▶ _Aim 1_:
In the induction thread, which value of n does the step labeled "Initialisation" check?

▶ _Page extract_:
****************************************
How to prove $\sum_{k=n}^{2n} k = 3 \sum_{k=1}^n k $ with complete induction?

Question

I was trying to prove this. Have problems to "pull apart" the first sum to put it down to the induction base (n - 1). Base and step are otherwise clear. Could you please help me?

Answer 1

Let's do an induction proof, using the hint of @André Nicolas :

• Initialisation : For $n=1$ you have $\sum_{k=1}^2k=3=3\cdot\sum_{k=1}^1k.$
• Heredity : Suppose the result is true for $n\in\mathbb{N}^*$ and let's show it is true for $n+1.$ You have that $$\sum_{k=n+1}^{2(n+1)}k=\sum_{k=1}^{2n}k+2n+1+2n+2-n=3\cdot\sum_{k=1}^nk+3n+3=3\cdot\sum_{k=1}^{n+1}k$$ and you get your result.

Answer 2

A slight variation:

Suppose $\sum_{k=n-1}^{2(n-1)} k - 3 \sum_{k=1}^{n-1} k = 0 $.

Then

$\begin{array}\\ \sum_{k=n}^{2n} k - 3 \sum_{k=1}^{n} k &=(\sum_{k=n-1}^{2(n-1)} k-(n-1)+2n-1+2n - 3 (\sum_{k=1}^{n-1} k+n)\\ &=\sum_{k=n-1}^{2(n-1)} k-\sum_{k=1}^{n-1} k+ (-(n-1)+2n-1+2n - 3 k)\\ &=0+0\\ &=0\\ \end{array} $

and we are done.
****************************************
▶ _Data for this exercise_:
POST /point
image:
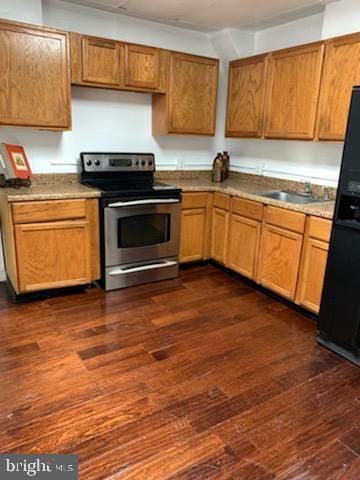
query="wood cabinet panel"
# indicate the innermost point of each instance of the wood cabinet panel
(320, 228)
(142, 67)
(246, 93)
(247, 208)
(219, 234)
(43, 211)
(312, 273)
(220, 200)
(287, 219)
(340, 73)
(280, 253)
(53, 254)
(243, 245)
(190, 104)
(34, 77)
(293, 88)
(193, 235)
(101, 61)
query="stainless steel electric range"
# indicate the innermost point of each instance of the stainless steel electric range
(139, 218)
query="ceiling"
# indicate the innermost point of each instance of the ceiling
(211, 15)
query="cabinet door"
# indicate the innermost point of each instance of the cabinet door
(293, 90)
(142, 67)
(53, 254)
(243, 245)
(245, 102)
(279, 260)
(34, 77)
(219, 231)
(312, 274)
(101, 61)
(192, 94)
(193, 235)
(341, 72)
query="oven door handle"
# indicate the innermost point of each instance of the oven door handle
(147, 201)
(141, 268)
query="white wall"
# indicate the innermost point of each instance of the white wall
(341, 17)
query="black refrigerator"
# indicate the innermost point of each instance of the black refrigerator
(339, 317)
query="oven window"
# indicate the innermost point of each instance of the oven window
(143, 230)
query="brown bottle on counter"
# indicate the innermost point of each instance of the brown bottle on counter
****************************************
▶ _Aim 2_:
Pull out every line of the entries that contains the string "each".

▶ _Written solution 1_:
n = 1

▶ _Written solution 2_:
# indicate the innermost point of each instance of the wood cabinet panel
# indicate the innermost point of each instance of the stainless steel electric range
# indicate the innermost point of each instance of the ceiling
# indicate the innermost point of each instance of the cabinet door
# indicate the innermost point of each instance of the oven door handle
# indicate the innermost point of each instance of the white wall
# indicate the innermost point of each instance of the black refrigerator
# indicate the innermost point of each instance of the oven window
# indicate the innermost point of each instance of the brown bottle on counter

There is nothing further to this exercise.